Given task 1 →
Swap "pan rim" for "pan edge" in the entries from the line holding "For the shot-chart build, locate every instance of the skillet" through the end of the entries, inclusive. Give those lines again with nothing else altered.

Quoted text →
That calculation does not make sense. What has individual molecule residence time in common with atmospheric CO2 concentration, or limits to it?

Because that's how long anthropogenic CO2 can accumulate in the atmosphere before absorption.


And why are you multiplying emission mass with average molecular residence time?

That is not what I am doing. If I were to multiply the natural emissions of 771gtons/year by the atmospheric residence time of 3.8 years for a CO2 molecule I would have arrived at the calculation of 771*3.8 = 2929. Clearly that is not what I did, is it? What I did, is I took the average residence time for a CO2 molecule given by the IPCC to calculate how long anthropogenic CO2 can remain in the atmosphere before it is absorbed. The IPCC present the following formula in AR4 to calculate residence time: T = M/S. Where T stands for residence time, M stands for atmospheric mass and S is the rate of removal. Hence when we plug the IPCC's figures into that equation we get: 3000/771 = 3.8 years. Anthropogenic CO2 emissons are 29gtons/year. Therefore 29*3.8 = 110gtons/13.75ppm. Thus 13.75ppm is the theoretical maximum amount of anthropogenic CO2 in the atmosphere at any given time. Since the sinks should not discriminate between anthropogenic CO2 and natural CO2 that residence time holds for all CO2 (apart from CO2 with C14 which the sinks do discriminate against. I gather this discrimination is due to kinetic absorption and dissolution differences).


If you fill the pool with one hose, and empty it with another smaller hose, it is still possible to fill it without any limit, even when average individual molecule residence time is much smaller than the time it takes the pool to fill (and is certainly not infinite).

Given task 2 →
Reproduce verbatim the passage of the CO2 residence-time discussion between "That calculation does" and "atmosphere before absorption.", inclusive.

Material →
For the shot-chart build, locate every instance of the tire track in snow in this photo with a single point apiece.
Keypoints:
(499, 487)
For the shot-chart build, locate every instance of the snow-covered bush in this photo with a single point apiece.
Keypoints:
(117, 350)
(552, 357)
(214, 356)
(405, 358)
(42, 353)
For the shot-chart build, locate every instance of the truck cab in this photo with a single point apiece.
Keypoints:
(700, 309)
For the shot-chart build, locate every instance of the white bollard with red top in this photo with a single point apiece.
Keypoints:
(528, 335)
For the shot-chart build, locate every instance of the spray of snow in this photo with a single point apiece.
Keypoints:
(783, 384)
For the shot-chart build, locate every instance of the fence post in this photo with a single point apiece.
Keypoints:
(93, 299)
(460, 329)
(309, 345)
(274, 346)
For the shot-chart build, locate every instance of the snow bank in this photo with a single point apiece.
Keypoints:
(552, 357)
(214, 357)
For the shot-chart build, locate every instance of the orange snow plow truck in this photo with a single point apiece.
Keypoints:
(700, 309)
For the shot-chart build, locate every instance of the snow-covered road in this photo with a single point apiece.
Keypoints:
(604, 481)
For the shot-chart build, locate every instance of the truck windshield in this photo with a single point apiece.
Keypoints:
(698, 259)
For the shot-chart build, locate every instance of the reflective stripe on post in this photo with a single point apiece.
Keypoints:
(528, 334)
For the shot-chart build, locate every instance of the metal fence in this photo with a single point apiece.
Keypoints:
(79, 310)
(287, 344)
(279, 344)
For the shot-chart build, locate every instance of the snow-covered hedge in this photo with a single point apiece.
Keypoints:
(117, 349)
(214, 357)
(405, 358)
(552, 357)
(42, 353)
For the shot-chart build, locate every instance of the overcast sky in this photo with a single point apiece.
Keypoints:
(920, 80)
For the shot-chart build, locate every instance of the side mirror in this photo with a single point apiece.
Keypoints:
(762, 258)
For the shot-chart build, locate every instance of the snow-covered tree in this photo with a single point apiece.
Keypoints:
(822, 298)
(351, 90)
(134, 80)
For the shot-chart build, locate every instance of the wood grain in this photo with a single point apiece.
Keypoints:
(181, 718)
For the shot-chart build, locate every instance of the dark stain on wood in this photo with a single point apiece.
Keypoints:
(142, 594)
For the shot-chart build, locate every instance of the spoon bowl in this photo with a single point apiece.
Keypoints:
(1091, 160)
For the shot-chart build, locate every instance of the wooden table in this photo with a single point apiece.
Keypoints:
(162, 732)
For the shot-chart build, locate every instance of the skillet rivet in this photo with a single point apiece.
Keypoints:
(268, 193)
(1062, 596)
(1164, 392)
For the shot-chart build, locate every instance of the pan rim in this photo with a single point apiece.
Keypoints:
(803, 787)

Exercise result 1 →
For the shot-chart build, locate every instance of the skillet rivet in this photo with a single point apiece.
Keypoints:
(268, 193)
(1062, 596)
(1164, 392)
For the shot-chart build, locate every instance of the pan edge in this photo with a single point apiece.
Keypoints:
(803, 787)

Exercise result 2 →
That calculation does not make sense. What has individual molecule residence time in common with atmospheric CO2 concentration, or limits to it?

Because that's how long anthropogenic CO2 can accumulate in the atmosphere before absorption.